* _Requirement 1_
List every line of the records below that contains the word "striped".

-- Begin Excerpt --

More schools requiring civics In this Wednesday, March 8, 2017 photo high school teacher Natalie O'Brien, center, calls on students during a civics class called "We the People," at North Smithfield High School in North Smithfield, R.I. (AP Photo/Steven Senne)
More schools requiring civics

Should U.S. high school students know at least as much about the Declaration of Independence, the Constitution and the Federalist papers as immigrants passing a citizenship test?
In a growing number of school systems, having such a basic knowledge is now a graduation requirement. But states are taking different approaches to combating what's seen as a widespread lack of knowledge about how government works.
Kentucky and Arkansas recently became the latest of more than a dozen states since 2015 that have required the high school social studies curriculum to include material covered by the 100 questions asked on the naturalization exam. Lawmakers in other states are hoping to foster even deeper understanding of the fundamentals of American democracy by adding a full course to study its most important documents.
"Rights might be inherent, but ideas need to be taught," said Maida Buckley, a retired teacher in Fairbanks, Alaska, who testified last year to an Alaskan legislative task force on civics education. "When you have a system of government that's based on ideas, espoused in the Declaration of Independence and carried out with a working document in the Constitution, those ideas need to be taught."
It's a bipartisan cause, and in many states such bills are jointly introduced by Republicans and Democrats. But proponents' motivations vary from dismay about the lack of participation in local school boards and town halls to concerns about how Republican President Donald Trump and his supporters view the power of the executive branch.
"We clearly have seen there is a serious civics deficiency in this country, all the way up to the top, the very top," said Rhode Island Democratic state Rep. Gregg Amore, a longtime high school history teacher who is co-sponsoring state legislation that contends the "survival of the republic" depends on Americans understanding its principles and history.
A campaign by the Scottsdale, Arizona-based Joe Foss Institute has led many states to pass laws requiring students to know what's on the citizenship test.

-- End Excerpt --
-- Begin Extracted material --

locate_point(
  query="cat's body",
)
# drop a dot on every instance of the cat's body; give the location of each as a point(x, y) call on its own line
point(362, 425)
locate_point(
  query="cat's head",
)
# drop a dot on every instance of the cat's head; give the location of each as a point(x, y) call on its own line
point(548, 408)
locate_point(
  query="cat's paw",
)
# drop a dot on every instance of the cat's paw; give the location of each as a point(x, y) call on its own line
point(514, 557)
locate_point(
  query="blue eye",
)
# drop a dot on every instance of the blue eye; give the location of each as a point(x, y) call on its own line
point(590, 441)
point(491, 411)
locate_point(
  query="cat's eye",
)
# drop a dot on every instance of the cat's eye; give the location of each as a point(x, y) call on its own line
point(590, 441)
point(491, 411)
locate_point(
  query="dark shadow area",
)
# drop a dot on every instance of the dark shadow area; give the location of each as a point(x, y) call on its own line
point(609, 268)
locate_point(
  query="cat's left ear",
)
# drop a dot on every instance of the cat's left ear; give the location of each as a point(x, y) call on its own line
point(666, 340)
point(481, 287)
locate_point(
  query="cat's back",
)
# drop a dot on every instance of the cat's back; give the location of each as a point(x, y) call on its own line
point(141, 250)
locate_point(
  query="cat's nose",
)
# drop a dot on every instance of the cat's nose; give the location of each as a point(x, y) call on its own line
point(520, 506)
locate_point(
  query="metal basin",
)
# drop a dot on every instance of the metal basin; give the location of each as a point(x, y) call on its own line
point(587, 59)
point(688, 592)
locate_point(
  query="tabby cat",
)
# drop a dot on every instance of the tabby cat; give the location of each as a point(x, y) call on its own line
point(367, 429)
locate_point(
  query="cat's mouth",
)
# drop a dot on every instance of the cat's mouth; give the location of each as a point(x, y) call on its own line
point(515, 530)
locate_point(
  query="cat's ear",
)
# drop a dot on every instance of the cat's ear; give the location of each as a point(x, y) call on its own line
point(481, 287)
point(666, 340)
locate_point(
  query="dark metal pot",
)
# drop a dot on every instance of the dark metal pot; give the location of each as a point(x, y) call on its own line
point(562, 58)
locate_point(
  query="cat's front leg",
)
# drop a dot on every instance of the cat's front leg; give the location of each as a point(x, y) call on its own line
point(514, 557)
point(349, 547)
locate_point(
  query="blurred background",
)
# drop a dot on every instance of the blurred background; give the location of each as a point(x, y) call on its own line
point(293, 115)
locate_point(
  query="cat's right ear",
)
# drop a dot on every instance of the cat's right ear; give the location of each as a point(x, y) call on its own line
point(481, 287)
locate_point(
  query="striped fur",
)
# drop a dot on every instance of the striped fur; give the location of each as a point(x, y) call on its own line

-- End Extracted material --

* _Requirement 2_
Reproduce the passage of the civics article between "More schools requiring civics In" and "(AP Photo/Steven Senne)", inclusive.

* _Task answer 1_
  query="striped fur",
# drop a dot on every instance of the striped fur; give the location of each as a point(x, y) call on its own line

* _Task answer 2_
More schools requiring civics In this Wednesday, March 8, 2017 photo high school teacher Natalie O'Brien, center, calls on students during a civics class called "We the People," at North Smithfield High School in North Smithfield, R.I. (AP Photo/Steven Senne)